• [The task]:
Return each line of the records holding the string "below".

Saved data entries
=== Begin Enclosure ===

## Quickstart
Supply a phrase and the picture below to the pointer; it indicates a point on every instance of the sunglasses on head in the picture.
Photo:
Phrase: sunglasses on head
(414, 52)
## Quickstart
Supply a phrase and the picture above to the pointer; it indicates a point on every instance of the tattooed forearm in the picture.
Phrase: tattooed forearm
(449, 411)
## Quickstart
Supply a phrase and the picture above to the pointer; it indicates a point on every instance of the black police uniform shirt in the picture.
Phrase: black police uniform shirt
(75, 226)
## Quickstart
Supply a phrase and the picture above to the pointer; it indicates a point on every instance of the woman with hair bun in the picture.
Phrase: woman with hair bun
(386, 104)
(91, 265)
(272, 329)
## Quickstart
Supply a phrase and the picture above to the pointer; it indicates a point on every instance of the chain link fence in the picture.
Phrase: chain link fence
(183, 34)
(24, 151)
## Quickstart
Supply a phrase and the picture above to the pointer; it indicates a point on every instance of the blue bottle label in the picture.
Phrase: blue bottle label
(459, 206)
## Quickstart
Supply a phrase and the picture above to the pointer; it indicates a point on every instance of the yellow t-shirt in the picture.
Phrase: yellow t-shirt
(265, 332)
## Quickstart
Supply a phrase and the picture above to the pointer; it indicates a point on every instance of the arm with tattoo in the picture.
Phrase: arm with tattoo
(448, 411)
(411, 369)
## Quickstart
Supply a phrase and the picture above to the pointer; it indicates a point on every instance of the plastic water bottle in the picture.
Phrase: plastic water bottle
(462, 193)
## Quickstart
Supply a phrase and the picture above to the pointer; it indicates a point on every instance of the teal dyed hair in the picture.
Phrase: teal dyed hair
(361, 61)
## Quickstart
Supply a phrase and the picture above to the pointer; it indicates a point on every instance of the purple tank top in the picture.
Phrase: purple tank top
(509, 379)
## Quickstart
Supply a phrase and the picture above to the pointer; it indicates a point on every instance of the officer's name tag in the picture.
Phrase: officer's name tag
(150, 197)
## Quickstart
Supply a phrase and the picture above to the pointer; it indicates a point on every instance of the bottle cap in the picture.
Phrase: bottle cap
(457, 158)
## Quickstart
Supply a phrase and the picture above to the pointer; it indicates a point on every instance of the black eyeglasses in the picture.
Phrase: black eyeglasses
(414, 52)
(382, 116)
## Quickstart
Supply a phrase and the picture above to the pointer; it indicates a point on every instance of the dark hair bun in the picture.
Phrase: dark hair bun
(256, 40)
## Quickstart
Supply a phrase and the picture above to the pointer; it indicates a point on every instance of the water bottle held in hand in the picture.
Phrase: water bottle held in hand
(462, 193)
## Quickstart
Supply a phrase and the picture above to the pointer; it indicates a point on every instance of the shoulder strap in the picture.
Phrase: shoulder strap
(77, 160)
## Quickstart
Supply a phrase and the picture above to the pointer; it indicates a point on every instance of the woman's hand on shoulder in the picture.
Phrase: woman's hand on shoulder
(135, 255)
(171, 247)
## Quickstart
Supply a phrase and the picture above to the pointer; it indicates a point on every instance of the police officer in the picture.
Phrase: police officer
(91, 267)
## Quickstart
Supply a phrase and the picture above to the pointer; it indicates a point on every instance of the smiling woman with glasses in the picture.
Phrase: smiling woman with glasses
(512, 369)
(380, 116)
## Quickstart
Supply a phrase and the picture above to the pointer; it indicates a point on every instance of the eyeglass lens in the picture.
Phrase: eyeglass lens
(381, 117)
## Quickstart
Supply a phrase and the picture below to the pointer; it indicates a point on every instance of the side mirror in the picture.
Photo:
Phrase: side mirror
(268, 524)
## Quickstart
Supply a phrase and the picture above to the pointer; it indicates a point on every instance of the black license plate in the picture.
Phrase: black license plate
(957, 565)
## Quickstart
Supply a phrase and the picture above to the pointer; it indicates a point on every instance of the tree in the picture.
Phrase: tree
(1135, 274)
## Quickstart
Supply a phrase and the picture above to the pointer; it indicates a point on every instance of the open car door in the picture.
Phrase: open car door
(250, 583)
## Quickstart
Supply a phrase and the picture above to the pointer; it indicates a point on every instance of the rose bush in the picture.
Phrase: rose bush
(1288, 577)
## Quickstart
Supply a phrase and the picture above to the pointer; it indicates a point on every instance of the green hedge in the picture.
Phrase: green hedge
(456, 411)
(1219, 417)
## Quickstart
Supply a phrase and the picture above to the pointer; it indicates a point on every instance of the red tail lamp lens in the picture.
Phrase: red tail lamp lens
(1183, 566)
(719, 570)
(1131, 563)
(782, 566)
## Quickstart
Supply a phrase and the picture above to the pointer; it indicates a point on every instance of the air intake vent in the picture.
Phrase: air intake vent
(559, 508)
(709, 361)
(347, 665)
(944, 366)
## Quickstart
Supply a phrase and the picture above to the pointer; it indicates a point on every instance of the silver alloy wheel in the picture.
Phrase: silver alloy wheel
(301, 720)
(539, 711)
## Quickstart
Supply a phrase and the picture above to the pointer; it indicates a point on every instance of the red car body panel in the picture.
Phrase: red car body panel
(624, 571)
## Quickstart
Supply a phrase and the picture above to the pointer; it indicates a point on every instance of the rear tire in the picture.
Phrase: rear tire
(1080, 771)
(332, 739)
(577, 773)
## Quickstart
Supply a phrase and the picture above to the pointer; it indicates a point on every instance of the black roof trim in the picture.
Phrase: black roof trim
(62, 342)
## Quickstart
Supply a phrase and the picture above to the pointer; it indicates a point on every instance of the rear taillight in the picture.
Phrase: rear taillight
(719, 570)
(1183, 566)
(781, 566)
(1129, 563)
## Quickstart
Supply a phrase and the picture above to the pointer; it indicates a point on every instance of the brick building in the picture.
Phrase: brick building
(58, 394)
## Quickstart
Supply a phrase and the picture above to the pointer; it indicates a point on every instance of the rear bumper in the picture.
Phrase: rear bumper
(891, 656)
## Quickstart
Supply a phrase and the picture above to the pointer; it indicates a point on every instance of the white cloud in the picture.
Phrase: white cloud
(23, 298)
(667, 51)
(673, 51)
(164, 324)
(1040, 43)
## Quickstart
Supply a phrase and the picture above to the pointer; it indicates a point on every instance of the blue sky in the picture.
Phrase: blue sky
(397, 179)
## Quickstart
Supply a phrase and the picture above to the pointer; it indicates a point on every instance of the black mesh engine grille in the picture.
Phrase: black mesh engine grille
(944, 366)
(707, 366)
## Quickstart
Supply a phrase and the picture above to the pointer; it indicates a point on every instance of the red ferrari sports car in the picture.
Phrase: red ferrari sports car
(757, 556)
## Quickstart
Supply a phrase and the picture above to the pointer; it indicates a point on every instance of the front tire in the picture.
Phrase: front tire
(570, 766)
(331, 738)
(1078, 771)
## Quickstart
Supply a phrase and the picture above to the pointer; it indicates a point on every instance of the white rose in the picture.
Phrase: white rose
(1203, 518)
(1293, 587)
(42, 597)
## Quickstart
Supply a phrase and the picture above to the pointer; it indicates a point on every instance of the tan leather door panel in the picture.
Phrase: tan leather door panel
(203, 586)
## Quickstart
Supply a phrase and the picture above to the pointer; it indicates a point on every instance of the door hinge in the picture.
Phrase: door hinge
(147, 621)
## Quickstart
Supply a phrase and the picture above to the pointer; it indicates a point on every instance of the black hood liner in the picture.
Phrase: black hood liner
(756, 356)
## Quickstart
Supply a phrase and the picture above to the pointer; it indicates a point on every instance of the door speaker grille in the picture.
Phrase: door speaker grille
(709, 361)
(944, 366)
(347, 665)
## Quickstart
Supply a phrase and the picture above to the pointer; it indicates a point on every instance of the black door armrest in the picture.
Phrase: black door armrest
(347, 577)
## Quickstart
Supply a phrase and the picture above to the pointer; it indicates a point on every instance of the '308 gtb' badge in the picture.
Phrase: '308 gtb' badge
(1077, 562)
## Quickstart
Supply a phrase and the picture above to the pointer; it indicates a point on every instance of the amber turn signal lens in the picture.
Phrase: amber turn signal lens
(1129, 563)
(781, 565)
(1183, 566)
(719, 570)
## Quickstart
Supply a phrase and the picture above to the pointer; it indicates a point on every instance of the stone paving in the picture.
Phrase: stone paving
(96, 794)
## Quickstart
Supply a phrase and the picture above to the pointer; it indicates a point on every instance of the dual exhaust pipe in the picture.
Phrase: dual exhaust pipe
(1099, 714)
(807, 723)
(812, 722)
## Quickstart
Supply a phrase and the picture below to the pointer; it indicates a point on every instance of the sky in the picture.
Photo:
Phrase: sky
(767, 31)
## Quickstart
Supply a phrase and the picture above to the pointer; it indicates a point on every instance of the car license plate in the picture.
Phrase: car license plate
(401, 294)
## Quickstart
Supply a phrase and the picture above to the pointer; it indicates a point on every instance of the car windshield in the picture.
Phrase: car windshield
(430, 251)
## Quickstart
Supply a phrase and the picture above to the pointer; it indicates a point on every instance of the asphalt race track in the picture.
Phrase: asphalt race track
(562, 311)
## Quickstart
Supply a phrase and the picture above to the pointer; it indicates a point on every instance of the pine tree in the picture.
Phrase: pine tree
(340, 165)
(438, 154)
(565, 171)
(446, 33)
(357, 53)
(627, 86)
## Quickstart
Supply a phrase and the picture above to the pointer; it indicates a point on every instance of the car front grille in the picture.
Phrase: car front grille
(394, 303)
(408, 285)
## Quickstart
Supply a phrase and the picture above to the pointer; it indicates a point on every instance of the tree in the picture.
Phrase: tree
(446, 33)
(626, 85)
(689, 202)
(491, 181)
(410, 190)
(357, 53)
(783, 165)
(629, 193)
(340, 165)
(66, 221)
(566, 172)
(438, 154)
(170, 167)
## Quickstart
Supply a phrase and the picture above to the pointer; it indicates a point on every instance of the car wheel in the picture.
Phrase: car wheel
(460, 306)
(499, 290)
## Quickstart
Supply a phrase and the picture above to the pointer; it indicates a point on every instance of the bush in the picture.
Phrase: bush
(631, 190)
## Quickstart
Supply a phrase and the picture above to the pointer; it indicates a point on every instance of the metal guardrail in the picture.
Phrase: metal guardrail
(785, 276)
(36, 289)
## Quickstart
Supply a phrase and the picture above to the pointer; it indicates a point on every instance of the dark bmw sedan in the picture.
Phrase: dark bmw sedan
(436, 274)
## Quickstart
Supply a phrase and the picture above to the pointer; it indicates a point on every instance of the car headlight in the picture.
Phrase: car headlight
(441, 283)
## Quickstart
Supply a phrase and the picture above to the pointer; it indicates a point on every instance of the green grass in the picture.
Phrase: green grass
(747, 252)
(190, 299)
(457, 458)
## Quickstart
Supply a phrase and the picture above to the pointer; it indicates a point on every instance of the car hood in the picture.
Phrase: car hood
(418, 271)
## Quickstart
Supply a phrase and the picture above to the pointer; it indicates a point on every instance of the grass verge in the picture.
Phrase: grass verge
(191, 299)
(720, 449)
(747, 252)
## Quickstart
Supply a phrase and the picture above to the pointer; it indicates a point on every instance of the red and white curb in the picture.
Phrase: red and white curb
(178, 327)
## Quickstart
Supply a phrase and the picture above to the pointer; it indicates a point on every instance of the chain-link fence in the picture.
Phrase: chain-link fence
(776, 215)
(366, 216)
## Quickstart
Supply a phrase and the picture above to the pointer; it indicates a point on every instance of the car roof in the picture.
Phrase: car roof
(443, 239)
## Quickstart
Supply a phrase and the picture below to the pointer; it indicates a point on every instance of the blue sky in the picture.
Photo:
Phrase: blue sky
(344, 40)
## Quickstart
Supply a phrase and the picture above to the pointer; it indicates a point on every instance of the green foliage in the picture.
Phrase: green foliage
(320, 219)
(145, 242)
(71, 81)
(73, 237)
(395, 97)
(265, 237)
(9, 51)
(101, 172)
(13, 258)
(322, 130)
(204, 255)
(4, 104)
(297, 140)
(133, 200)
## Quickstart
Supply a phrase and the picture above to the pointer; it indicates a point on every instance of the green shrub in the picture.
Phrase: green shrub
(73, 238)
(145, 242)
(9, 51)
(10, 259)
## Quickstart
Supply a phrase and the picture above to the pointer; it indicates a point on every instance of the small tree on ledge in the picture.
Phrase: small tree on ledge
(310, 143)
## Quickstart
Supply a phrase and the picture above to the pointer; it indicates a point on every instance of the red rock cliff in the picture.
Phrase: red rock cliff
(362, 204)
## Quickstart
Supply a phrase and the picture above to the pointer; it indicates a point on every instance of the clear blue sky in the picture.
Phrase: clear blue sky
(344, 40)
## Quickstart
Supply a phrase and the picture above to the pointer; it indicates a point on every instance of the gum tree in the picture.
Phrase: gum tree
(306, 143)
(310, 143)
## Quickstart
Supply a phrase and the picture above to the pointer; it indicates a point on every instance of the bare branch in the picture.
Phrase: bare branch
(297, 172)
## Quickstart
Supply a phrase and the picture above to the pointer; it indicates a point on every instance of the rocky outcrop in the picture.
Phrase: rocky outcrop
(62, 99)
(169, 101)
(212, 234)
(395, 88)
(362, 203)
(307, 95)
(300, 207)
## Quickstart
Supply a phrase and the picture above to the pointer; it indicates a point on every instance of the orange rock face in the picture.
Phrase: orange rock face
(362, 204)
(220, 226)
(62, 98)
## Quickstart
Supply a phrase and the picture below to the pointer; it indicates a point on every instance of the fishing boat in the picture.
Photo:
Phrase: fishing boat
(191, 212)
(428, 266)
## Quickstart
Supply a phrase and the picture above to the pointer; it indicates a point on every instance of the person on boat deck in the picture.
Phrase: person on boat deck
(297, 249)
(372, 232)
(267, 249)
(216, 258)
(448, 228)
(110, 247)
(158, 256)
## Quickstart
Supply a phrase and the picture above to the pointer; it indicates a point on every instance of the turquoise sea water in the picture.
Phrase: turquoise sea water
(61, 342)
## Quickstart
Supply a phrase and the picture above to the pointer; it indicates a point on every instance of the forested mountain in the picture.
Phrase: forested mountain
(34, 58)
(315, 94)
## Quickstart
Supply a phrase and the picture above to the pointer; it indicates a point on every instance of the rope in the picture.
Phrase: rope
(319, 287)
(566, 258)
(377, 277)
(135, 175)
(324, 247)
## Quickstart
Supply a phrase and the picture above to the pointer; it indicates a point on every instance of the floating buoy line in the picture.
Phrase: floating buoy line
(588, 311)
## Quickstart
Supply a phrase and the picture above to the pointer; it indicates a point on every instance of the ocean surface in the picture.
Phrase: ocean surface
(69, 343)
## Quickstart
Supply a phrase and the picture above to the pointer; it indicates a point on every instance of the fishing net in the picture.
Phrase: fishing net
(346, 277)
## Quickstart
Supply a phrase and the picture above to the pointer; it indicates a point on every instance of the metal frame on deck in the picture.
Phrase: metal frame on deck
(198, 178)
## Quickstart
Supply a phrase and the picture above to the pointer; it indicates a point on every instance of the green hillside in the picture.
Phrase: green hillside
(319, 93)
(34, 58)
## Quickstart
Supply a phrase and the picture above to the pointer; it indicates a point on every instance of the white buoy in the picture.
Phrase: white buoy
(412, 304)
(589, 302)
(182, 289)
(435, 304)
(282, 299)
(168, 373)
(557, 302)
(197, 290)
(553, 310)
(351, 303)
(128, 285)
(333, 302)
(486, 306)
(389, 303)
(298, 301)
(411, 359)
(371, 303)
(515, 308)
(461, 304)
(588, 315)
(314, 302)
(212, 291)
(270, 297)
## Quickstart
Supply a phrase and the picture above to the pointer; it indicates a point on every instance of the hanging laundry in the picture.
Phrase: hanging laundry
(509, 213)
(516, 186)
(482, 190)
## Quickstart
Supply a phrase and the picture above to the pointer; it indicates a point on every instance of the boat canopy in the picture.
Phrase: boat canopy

=== End Enclosure ===

• [Reply]:
Supply a phrase and the picture below to the pointer; it indicates a point on every instance of the sunglasses on head in the picture.
Supply a phrase and the picture below to the pointer; it indicates a point on every instance of the side mirror in the picture.
Supply a phrase and the picture below to the pointer; it indicates a point on every instance of the sky in the picture.
Supply a phrase and the picture below to the pointer; it indicates a point on every instance of the blue sky in the picture.
Supply a phrase and the picture below to the pointer; it indicates a point on every instance of the fishing boat in the picture.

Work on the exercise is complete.